[TRECHO]

Do total de 8,3 mil médicos, 5.740 estão na capital. Enquanto isso, no interior, são apenas 2,6 mil profissionais para atender à população| Foto: Magnus Nascimeno
A necessidade de percorrer longas distâncias por atendimento médico e a demora para conseguir realizar um exame refletem uma centralização marcante no Rio Grande do Norte. No Estado, quase 70% dos médicos estão concentrados em Natal. Em números absolutos, do total de 8,3 mil profissionais presentes no território potiguar, 5.740 estão na capital. Enquanto isso, no interior, são apenas 2,6 mil profissionais para atender a população. Na avaliação de entidades médicas ouvidas pela reportagem da TRIBUNA DO NORTE, os dados revelam a desvalorização profissional e as lacunas na infraestrutura em saúde no Estado. O resultado disso é a fragilização na assistência especializada e o comprometimento do orçamento público em cidades menores.
Os dados são do último relatório Demografia Médica no Brasil, realizado com base no ano de 2024, que aponta uma alta centralização dos médicos em todas as capitais do Brasil. Em Natal, são 7,31 profissionais para cada mil habitantes, superando a média das capitais brasileiras de 6,97, enquanto nas cidades do interior potiguar a taxa é de 0,98.

[/TRECHO]

== ATIVIDADES PROPOSTAS ==
**1)** Transcreva do trecho tudo o que vai de "Do total de 8,3 mil médicos, 5.740" até "em cidades menores.".
**2)** Segundo o trecho, quantos médicos há em Natal para cada mil habitantes?
**3)** Reescreva em forma de lista o parágrafo do trecho que começa com "Os dados são do último relatório", mantendo suas informações principais.

[REGISTROS]

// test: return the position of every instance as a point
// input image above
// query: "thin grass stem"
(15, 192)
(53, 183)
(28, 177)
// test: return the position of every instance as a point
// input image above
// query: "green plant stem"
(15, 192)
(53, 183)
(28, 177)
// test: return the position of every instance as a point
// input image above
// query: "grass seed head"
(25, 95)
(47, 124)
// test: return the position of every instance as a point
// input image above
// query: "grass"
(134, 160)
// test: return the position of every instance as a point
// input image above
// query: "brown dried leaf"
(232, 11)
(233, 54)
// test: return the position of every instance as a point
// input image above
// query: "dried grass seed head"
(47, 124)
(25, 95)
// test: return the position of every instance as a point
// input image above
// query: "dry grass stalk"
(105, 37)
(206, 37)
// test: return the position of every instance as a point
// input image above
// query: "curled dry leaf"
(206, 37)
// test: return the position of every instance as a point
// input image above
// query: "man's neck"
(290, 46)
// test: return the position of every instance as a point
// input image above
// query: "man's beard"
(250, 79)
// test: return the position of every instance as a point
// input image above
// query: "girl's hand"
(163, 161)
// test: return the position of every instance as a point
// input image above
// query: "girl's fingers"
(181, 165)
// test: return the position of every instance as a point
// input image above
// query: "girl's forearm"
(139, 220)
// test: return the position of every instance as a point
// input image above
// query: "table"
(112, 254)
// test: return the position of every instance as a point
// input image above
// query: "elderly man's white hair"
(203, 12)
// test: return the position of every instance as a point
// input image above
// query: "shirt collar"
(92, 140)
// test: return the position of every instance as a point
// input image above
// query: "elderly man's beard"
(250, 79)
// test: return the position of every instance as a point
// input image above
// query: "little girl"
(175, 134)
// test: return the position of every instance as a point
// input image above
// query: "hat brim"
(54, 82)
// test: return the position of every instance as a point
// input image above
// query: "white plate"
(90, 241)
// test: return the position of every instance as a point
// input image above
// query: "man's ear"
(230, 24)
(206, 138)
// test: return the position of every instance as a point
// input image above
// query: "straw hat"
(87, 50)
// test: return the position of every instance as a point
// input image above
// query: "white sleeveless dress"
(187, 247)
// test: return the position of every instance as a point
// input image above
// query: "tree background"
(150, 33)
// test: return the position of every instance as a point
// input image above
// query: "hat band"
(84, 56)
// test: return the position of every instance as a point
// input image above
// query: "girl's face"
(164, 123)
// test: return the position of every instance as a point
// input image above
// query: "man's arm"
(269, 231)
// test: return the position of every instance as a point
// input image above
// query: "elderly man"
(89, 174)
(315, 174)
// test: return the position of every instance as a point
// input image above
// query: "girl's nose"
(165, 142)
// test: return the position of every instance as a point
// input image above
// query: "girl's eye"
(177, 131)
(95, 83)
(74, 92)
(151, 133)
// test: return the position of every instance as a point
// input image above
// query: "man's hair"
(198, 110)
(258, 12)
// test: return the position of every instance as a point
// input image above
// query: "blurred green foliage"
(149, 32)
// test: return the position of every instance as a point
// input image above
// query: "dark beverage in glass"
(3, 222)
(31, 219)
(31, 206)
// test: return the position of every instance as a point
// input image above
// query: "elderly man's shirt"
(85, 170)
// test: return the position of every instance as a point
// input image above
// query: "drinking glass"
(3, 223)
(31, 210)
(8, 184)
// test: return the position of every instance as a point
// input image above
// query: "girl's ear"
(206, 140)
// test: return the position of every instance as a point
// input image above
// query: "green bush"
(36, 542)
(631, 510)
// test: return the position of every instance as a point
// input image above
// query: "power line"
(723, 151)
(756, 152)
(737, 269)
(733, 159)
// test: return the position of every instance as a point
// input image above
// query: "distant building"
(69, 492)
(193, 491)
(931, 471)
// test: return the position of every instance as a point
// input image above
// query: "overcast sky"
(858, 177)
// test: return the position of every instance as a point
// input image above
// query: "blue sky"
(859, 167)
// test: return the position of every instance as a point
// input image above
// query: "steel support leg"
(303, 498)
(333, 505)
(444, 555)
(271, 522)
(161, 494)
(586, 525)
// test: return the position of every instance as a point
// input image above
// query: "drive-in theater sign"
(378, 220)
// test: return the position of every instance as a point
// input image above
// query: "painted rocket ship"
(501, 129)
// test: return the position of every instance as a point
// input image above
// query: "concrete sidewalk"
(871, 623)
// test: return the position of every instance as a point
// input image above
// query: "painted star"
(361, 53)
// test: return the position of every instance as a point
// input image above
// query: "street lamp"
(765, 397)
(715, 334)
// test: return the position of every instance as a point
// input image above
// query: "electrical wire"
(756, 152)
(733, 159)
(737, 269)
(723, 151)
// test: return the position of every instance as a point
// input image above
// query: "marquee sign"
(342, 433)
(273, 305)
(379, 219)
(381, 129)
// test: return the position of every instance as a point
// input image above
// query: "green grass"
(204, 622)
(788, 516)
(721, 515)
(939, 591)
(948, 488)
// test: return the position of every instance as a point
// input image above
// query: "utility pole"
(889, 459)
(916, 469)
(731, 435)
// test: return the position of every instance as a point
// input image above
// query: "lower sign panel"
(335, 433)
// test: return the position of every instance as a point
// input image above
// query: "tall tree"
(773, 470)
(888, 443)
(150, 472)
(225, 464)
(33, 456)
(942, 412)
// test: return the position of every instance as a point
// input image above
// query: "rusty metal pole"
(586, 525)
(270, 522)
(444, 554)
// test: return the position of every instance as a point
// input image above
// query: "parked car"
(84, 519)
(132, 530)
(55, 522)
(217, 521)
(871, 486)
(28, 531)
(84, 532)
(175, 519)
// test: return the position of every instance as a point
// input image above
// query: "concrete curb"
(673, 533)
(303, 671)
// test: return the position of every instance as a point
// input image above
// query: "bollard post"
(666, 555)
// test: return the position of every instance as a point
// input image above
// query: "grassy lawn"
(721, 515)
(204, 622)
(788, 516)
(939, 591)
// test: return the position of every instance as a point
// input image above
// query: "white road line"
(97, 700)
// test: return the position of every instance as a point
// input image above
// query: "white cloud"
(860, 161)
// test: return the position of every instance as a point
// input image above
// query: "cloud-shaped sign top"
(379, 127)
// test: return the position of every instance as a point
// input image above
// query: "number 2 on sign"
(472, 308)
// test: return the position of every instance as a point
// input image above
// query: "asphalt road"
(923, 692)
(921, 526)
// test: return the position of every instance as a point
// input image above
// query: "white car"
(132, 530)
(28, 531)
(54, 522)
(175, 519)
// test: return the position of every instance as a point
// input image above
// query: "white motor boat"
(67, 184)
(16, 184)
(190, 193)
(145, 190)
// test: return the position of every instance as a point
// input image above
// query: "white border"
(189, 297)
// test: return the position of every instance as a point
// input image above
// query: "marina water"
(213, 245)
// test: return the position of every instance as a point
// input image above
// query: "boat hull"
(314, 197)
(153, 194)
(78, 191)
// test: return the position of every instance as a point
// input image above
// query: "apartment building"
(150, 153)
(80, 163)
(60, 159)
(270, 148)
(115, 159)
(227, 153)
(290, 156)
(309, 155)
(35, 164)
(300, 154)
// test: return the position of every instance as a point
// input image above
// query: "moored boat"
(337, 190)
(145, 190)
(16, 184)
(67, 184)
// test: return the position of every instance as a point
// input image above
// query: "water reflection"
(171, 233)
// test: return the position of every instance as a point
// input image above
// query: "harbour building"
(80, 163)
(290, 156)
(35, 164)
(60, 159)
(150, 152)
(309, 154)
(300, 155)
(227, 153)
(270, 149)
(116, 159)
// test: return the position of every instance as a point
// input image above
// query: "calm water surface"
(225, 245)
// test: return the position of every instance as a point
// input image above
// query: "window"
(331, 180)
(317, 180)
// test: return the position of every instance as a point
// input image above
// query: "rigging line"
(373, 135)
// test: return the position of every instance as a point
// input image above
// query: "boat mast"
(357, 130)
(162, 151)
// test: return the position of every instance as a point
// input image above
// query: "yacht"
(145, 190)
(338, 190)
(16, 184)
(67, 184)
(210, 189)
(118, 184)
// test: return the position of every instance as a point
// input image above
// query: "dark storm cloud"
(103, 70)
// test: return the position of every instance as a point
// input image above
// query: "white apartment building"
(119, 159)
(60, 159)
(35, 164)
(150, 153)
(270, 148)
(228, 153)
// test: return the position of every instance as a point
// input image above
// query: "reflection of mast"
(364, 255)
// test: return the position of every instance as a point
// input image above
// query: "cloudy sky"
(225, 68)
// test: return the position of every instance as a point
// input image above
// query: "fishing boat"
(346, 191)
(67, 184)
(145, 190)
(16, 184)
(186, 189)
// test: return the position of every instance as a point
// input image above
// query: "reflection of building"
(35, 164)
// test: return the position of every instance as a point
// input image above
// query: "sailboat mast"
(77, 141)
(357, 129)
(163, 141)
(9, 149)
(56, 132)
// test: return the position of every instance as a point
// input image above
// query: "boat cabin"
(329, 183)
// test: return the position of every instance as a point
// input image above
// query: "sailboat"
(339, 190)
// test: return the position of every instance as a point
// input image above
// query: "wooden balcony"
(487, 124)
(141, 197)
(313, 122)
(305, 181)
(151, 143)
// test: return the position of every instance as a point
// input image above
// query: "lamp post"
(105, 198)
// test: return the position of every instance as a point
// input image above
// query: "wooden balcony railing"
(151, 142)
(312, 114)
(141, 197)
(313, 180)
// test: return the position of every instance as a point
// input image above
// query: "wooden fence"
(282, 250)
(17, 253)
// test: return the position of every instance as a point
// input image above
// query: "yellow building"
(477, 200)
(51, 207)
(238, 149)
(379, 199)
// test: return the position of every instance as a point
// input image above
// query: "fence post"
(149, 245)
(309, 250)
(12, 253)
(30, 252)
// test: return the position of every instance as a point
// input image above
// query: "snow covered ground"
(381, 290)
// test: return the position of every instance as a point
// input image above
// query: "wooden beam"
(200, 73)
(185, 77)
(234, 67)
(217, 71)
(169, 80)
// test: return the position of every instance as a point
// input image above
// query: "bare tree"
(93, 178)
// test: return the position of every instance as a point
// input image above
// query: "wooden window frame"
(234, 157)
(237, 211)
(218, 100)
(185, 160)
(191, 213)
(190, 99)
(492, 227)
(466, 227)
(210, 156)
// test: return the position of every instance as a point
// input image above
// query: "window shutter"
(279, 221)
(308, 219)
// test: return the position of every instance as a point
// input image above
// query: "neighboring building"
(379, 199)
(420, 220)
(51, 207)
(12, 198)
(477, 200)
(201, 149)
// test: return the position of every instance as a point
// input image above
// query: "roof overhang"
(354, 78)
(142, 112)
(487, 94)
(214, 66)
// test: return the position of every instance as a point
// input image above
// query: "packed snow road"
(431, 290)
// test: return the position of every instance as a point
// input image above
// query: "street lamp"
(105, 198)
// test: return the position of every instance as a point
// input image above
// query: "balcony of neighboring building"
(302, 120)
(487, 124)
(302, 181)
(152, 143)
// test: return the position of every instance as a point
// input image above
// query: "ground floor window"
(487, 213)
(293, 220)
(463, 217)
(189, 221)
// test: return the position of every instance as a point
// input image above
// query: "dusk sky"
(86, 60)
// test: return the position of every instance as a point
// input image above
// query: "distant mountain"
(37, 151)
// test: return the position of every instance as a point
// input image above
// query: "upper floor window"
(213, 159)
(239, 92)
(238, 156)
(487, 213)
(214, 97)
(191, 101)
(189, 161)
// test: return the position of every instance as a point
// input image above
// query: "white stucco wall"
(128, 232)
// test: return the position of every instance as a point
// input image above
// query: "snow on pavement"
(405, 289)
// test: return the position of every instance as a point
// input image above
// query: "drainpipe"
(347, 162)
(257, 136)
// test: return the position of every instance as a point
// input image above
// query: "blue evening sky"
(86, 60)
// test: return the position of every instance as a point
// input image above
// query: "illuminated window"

[/REGISTROS]

== RESPOSTAS ==
**1)**
Do total de 8,3 mil médicos, 5.740 estão na capital. Enquanto isso, no interior, são apenas 2,6 mil profissionais para atender à população| Foto: Magnus Nascimeno
A necessidade de percorrer longas distâncias por atendimento médico e a demora para conseguir realizar um exame refletem uma centralização marcante no Rio Grande do Norte. No Estado, quase 70% dos médicos estão concentrados em Natal. Em números absolutos, do total de 8,3 mil profissionais presentes no território potiguar, 5.740 estão na capital. Enquanto isso, no interior, são apenas 2,6 mil profissionais para atender a população. Na avaliação de entidades médicas ouvidas pela reportagem da TRIBUNA DO NORTE, os dados revelam a desvalorização profissional e as lacunas na infraestrutura em saúde no Estado. O resultado disso é a fragilização na assistência especializada e o comprometimento do orçamento público em cidades menores.

**2)** 7,31 profissionais para cada mil habitantes.

**3)**
- Fonte: relatório Demografia Médica no Brasil, com base no ano de 2024.
- O relatório aponta alta centralização dos médicos em todas as capitais do Brasil.
- Natal: 7,31 profissionais por mil habitantes.
- Média das capitais brasileiras: 6,97.
- Cidades do interior potiguar: 0,98.